** START Source passage **

As I’ve said before, although I don’t write fan fiction, I think that it’s a very useful thing.  If it’s well done, it can be an imaginative, even ingenious, addition to what an author has already devised.  If it’s not so well done, it’s certainly not harmful, and, in any case, trying to imitate the work of an admired creator can be a great way to learn how you want to write.

So, you’re asking, is this the prelude to my first fan fiction?  Well, yes and no.  Recently, I’ve been watching a really engrossing tv series from 1979 titled Danger UXB.

In it, we follow the adventures of Second Lieutenant (with later promotions, Captain) Brian Ash, played extremely well by Anthony Andrews,

who is in charge of a small unit of soldiers

whose job is to defuse and remove bombs dropped by the German air force and which, for various reasons, haven’t exploded (UXB stands for “unexploded bomb”).

This series is based upon various real life experiences of those whose actual job it was to do this, from 1940 to 1945, and there are hair-raising moments, as the real bombs could cause devastating damage, both to people and their surroundings.

At this same time, of course, Tolkien

 was teaching at Pembroke College, Oxford,

and serving as an air raid warden,

as well as working on The Lord of the Rings.

There was a gap, however, in this work, from December, 1938 to August, 1939, and this was a significant time just before the war to come.   In March, 1938, Hitler had sent his army into Austria, adding that to “Greater Germany”.

On September 30th, 1938, Great Britain, France, Germany, and Italy had signed the Munich Pact,

which allowed Hitler to gobble up the Sudetenland, a border territory between Czechoslovakia and Germany.

This was part of the policy of “Appeasement”, the mistaken idea that giving Hitler (and Mussolini) what they demanded would keep Europe out of another terrible war.  When the British Prime Minister, Neville Chamberlain, returned home, he was actually convinced that this was going to stop the German dictator from further demands, proclaiming to people on his doorstep at 10 Downing Street, “It is peace for our time.”

Then, in March, 1939, Hitler’s army invaded the Czech Republic, after Slovakia had broken ties with it.

In April, Mussolini’s troops invaded Albania.

So much for appeasement.

Although JRRT always claimed that his work, if it contained any contemporary influence, would be that of the Great War, Hitler’s constant demands always remind me of this moment from the last chapter of Book 5 of The Return of the King, “The Black Gate Opens”, in which the Mouth of Sauron (I can easily see him in full Nazi uniform) lists the terms his master offers the West:

“The Rabble of Gondor and its deluded allies shall withdraw at once beyond the Anduin, first taking oaths never again to assail Sauron the Great in arms, open or secret.  All lands east of the Anduin shall be Sauron’s for ever, solely.  West of the Anduin as far as the Misty Mountains and the Gap of Rohan shall be tributary to Mordor, and men there shall bear no weapons, but shall have leave to govern their own affairs.  But they shall help to rebuild Isengard which they have wantonly destroyed, and that shall be Sauron’s, and there his lieutenant shall dwell:  not Saruman, but one more worthy of trust.”

** END Source passage **
** START Data shown **

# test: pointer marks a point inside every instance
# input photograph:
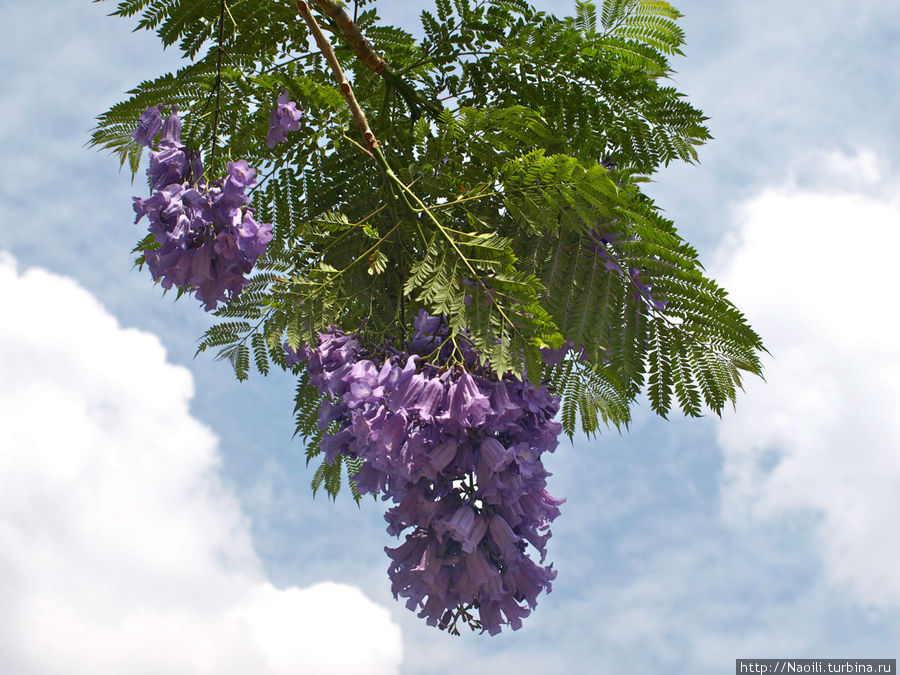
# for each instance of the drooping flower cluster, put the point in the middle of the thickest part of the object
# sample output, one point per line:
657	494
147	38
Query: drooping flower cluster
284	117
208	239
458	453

** END Data shown **
** START Data shown **

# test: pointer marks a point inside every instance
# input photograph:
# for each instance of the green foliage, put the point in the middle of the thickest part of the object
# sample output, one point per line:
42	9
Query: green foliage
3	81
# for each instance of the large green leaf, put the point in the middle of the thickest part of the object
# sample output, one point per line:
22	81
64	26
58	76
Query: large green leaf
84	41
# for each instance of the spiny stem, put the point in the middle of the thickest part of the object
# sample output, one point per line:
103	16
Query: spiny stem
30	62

** END Data shown **

• [Goals]:
• 1. Pull out every line of the rows that contains the string "Query", matching its case exactly.
• 2. Carry on the essay on Tolkien and appeasement from the point where it ends.
The rows have nothing to do with the essay on Tolkien and appeasement.

• [Results]:
• 1.
Query: drooping flower cluster
Query: green foliage
Query: large green leaf
Query: spiny stem

• 2.
Although, as far as I can presently ascertain, Tolkien never explains the gap in his creativity, it gave me a “what if” moment. 

Suppose, in that period from December, 1938 to August, 1939, JRRT was not in Oxford, but, instead, was off on a “There and Back Again” adventure of his own, something which then inspired him to return to his book with new purpose and energy.  Tolkien won’t go alone, however, but be assisted by his old sergeant

(This is actually Sergeant AE Lovejoy of the East Surrey Regiment.)

 from his days as 2nd Lieutenant,

who has been employed (at Tolkien’s earnest recommendation), as the porter—the gatekeeper, an important staff post—of Pembroke College.

(This is, in fact, a portrait by Louise Riley-Smith of two modern-day porters at Cambridge from The Tab, a youth news service.)

Notice a certain similarity to another heroic pair?

But what about the rest of the—shall I say it?—fellowship?

Well, Tolkien would need an elderly counselor, wouldn’t he?  Someone with the ability to communicate and deal with all sorts of others—perhaps Joseph Wright,

who had been one of JRRT’s tutors at Oxford and among whose specialties was the Germanic languages.  If this adventure were to take the fellowship to the Third Reich—perhaps the closest thing to Mordor in the Europe of 1939–Wright, who had studied there, might be a very useful guide.  In our world, Wright had been born in 1855 and died in 1930, but, just how old is Gandalf, really?

Younger companions?  A couple of larky undergraduates of Pembroke would fit that bill easily.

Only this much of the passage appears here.